== Selected extract ==
+++

Seventy-eight percent of 45- to 65-year-olds somewhat or strongly agree they'll need to cut back on spending after they retire, according to an Ipsos/USA Today survey of 1,205 adults in mid-January.
The results partly reflect the less-than-robust state of their nest eggs. Twenty-seven percent of those surveyed have no retirement savings or investments, and 22 percent have less than $100,000.
The diminished views of their golden years are also rooted in a more vigilant mindset after the Great Recession pummeled home and stock prices and forced millions of unemployed Americans to take lower-level or part-time jobs. Although payrolls and real estate and market values have more than recovered and hit record highs, many workers never reclaimed their former salary levels, endured sluggish wage growth or simply remain chastened by the downturn.
“I find that to be a (relief) that people are aware they won't have as much,” says Sheryl Garrett, a certified financial planner and founder of Garrett Planning Network. “We have fewer ostriches with their heads in the sand.”
Garrett, whose firm serves middle and upper-middle-class clients, adds, “I've met almost no one who doesn't have to reduce their standard of living” when they stop working.
Darrell Childress, 53, an information technology manager who lives in Forest, Va., earns $80,000 a year and has about $120,000 in a 401(k) plan and savings. Childress figures he'll net about $50,000 in Social Security and investment income when he hangs it up at about age 70, and is aiming the cutting knife at his bevy of tech toys.

+++

== Stored records ==
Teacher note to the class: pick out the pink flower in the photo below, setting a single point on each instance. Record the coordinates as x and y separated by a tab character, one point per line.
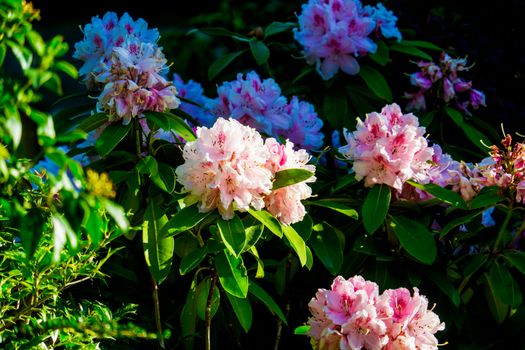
388	147
226	165
285	203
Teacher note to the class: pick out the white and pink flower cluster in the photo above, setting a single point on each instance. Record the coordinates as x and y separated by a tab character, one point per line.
259	104
443	81
353	315
229	167
334	33
123	59
388	148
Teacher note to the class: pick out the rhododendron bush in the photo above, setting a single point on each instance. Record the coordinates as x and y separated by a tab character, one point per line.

+++

== What you need to do ==
a. According to the retirement survey excerpt, what share of those surveyed have no retirement savings or investments?
b. Write out the part of the retirement survey excerpt between "The diminished views" and "they stop working.", inclusive.

== Answers to each task ==
a. Twenty-seven percent.

b.
The diminished views of their golden years are also rooted in a more vigilant mindset after the Great Recession pummeled home and stock prices and forced millions of unemployed Americans to take lower-level or part-time jobs. Although payrolls and real estate and market values have more than recovered and hit record highs, many workers never reclaimed their former salary levels, endured sluggish wage growth or simply remain chastened by the downturn.
“I find that to be a (relief) that people are aware they won't have as much,” says Sheryl Garrett, a certified financial planner and founder of Garrett Planning Network. “We have fewer ostriches with their heads in the sand.”
Garrett, whose firm serves middle and upper-middle-class clients, adds, “I've met almost no one who doesn't have to reduce their standard of living” when they stop working.